Short exercise 1:
From the listing below, pull out every line that contains the string "leaf", treating uppercase and lowercase as distinct.

Selected extract:
+++++

The men who cornered Ita James did not come for his catch. In this bustling town of Ibaka, one of Nigeria’s largest fishing towns, fishers know how sudden and brutal such an encounter could be. Speedboats fitted with twin 200-horsepower engines emerge from the horizon, shots are fired, and fishermen are forced by men armed with automatic rifles to promptly unbolt and hand over their outboard engines. Those who resist are beaten, sometimes killed.
After the attackers vanish, the victims’ boats are left dead on the water, drifting until help arrives. Many fishers return home broken, having borrowed to replace a stolen engine, only to lose it again.
“It is like working for the criminals,” said Mr James, who lost two engines in two years. “It happened more than once; I lost them. Some people have lost [engines] three or more times.”
After he escaped a third attack, this time with a borrowed motor, the owner promptly took the equipment away. The 51-year-old now works as a hired hand on another boat, earning just enough to keep his family. “It has been difficult, very difficult. If you fight them, they kill you. People are killed and thrown in the water.”

+++++

Provided material:
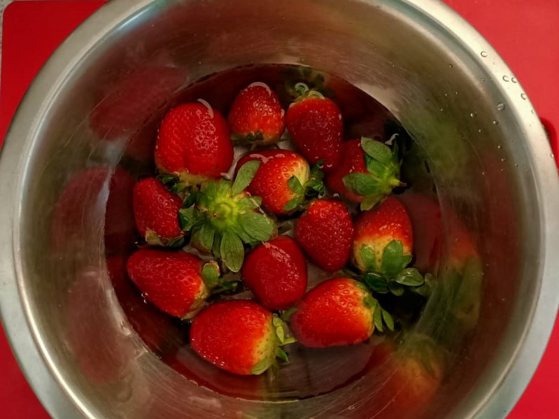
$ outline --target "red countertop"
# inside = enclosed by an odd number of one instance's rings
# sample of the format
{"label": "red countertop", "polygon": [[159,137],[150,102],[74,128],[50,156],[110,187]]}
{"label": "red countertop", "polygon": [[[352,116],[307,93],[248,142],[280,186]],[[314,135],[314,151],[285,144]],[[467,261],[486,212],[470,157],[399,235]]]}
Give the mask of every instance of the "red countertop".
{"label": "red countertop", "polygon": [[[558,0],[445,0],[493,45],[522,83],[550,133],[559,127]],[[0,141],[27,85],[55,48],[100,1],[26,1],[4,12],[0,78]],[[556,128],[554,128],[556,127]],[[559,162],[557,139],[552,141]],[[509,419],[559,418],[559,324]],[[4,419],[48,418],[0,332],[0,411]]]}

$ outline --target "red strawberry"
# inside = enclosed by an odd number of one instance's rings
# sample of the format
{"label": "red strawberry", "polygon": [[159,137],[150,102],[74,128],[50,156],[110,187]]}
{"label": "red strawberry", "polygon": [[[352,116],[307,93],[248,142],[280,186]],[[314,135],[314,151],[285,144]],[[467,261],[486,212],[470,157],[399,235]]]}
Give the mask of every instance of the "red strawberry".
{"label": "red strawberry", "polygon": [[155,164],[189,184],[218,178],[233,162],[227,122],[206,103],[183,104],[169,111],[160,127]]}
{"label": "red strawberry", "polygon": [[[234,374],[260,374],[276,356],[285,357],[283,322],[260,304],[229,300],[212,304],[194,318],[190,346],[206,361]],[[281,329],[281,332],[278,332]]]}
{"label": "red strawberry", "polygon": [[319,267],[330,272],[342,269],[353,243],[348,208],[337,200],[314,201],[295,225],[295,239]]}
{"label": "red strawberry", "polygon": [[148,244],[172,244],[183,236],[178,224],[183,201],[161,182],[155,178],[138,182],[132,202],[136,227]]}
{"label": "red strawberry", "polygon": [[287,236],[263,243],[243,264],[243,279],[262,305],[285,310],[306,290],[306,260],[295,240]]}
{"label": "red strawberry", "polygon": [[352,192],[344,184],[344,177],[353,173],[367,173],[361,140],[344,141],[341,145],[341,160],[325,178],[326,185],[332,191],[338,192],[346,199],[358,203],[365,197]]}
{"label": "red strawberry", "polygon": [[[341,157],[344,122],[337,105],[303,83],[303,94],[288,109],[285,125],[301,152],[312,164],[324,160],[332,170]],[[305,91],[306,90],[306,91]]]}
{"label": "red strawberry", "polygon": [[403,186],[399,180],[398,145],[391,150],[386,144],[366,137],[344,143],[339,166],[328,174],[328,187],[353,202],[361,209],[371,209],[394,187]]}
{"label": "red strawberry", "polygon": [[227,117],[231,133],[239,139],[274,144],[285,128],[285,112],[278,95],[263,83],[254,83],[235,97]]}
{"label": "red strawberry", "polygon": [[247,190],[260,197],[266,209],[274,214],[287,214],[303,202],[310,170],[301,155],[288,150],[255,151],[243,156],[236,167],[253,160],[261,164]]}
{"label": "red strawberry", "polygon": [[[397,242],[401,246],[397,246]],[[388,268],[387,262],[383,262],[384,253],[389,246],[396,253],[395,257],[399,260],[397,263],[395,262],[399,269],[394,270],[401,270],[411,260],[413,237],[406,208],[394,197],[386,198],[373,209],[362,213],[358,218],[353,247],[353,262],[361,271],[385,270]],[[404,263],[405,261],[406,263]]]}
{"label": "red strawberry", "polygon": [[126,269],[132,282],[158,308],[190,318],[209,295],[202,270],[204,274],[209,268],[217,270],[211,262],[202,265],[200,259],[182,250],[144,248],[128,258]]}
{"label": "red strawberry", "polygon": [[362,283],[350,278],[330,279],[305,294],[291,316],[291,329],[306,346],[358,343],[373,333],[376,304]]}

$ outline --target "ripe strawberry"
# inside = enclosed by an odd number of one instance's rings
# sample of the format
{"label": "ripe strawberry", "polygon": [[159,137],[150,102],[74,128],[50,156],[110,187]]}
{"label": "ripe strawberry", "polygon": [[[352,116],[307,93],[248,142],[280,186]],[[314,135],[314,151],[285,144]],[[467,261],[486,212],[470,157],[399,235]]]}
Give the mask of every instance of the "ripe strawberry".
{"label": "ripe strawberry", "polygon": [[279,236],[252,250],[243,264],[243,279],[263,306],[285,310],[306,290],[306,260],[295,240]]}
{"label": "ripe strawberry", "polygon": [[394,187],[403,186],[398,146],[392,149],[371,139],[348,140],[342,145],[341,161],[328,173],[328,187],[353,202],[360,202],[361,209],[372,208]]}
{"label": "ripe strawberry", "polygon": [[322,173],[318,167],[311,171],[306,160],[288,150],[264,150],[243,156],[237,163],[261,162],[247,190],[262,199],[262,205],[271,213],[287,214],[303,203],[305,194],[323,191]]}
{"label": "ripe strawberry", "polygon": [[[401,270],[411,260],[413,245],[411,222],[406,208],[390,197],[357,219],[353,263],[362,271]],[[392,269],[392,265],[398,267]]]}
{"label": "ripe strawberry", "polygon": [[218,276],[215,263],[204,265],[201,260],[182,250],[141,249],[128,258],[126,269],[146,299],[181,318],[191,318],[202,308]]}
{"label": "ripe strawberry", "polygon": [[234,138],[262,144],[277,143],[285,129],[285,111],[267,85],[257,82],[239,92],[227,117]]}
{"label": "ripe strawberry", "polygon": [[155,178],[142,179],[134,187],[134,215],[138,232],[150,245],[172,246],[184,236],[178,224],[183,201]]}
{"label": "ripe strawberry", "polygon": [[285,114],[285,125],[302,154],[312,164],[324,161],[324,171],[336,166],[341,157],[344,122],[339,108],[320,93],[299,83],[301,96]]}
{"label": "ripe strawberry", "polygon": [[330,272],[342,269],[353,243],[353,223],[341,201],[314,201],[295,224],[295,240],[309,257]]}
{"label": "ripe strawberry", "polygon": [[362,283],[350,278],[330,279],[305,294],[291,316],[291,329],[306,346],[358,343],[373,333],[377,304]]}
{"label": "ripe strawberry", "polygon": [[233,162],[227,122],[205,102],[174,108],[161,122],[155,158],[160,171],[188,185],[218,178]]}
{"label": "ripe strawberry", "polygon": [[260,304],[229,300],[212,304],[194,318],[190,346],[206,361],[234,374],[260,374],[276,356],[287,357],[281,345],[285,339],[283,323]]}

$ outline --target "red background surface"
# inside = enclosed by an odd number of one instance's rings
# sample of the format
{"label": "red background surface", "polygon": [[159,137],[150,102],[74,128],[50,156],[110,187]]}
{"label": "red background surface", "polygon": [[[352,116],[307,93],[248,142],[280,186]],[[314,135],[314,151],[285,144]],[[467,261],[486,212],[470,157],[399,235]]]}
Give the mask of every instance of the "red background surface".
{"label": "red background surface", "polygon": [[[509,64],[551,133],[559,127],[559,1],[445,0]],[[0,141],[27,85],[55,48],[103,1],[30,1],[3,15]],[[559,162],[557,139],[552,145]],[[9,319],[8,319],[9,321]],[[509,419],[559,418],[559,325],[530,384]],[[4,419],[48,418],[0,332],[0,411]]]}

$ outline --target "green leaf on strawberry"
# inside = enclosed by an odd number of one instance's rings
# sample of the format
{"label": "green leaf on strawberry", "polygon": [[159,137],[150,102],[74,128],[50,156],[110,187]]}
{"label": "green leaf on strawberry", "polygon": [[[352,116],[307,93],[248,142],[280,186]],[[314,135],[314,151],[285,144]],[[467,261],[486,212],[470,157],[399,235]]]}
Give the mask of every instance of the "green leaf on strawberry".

+++++

Short exercise 2:
Reproduce word for word the passage of the article about engine thefts in Ibaka that begins with the words containing "The men who" and ends with "lose it again.".

Final answer 1:
$ outline --target "green leaf on strawberry"
{"label": "green leaf on strawberry", "polygon": [[159,137],[150,102],[74,128],[50,156],[110,187]]}
{"label": "green leaf on strawberry", "polygon": [[[352,116],[307,93],[248,142],[280,186]],[[314,135],[314,151],[285,144]],[[467,261],[486,212],[470,157],[399,235]]]}
Give the mask of every instance of the "green leaf on strawberry".

Final answer 2:
The men who cornered Ita James did not come for his catch. In this bustling town of Ibaka, one of Nigeria’s largest fishing towns, fishers know how sudden and brutal such an encounter could be. Speedboats fitted with twin 200-horsepower engines emerge from the horizon, shots are fired, and fishermen are forced by men armed with automatic rifles to promptly unbolt and hand over their outboard engines. Those who resist are beaten, sometimes killed.
After the attackers vanish, the victims’ boats are left dead on the water, drifting until help arrives. Many fishers return home broken, having borrowed to replace a stolen engine, only to lose it again.